Set of tasks:
[A] Reproduce the stretch of the award announcement from "The Americas Society" through "Biography of Cancer." word for word.
[B] Answer these from the award announcement:
(i) On what date will Gabriel Orozco receive the award?
(ii) Which auction house is sponsoring the evening?
(iii) What book won Dr. Siddhartha Mukherjee a Pulitzer Prize?

Passage:
═══

Artist Gabriel Orozco to Receive Americas Society Cultural Achievement Award
Artist Gabriel Orozco to Receive Americas Society Cultural Achievement Award
The renowned Mexican artist will receive the organization’s first cultural award for his artistic excellence and contribution to Latin American contemporary art.
New York, October 31, 2014—Americas Society is honored to recognize Mexican artist Gabriel Orozco with the first Americas Society Cultural Achievement Award on Tuesday, November 4, 2014 for his artistic excellence and his contribution to the creation of a language in Latin American contemporary art that has a global appeal.
The Americas Society Cultural Achievement Award, which recognizes extraordinary creativity and artistic mastery among Latin American cultural figures, will be presented to Gabriel Orozco at a dinner and award ceremony to be held at the Society’s landmark building on Park Avenue in New York. The evening, sponsored by the international auction house Phillips, will feature a conversation between Mr. Orozco and Dr. Siddhartha Mukherjee, a Rhodes Scholar and leading cancer physician who won a Pulitzer Prize for his 2010 book The Emperor of All Maladies: A Biography of Cancer.

═══

Information provided:
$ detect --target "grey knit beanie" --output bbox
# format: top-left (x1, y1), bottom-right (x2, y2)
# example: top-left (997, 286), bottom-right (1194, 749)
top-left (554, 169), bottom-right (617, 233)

═══

Results of the exercise:
[A]
The Americas Society Cultural Achievement Award, which recognizes extraordinary creativity and artistic mastery among Latin American cultural figures, will be presented to Gabriel Orozco at a dinner and award ceremony to be held at the Society’s landmark building on Park Avenue in New York. The evening, sponsored by the international auction house Phillips, will feature a conversation between Mr. Orozco and Dr. Siddhartha Mukherjee, a Rhodes Scholar and leading cancer physician who won a Pulitzer Prize for his 2010 book The Emperor of All Maladies: A Biography of Cancer.

[B]
(i) Tuesday, November 4, 2014
(ii) Phillips
(iii) The Emperor of All Maladies: A Biography of Cancer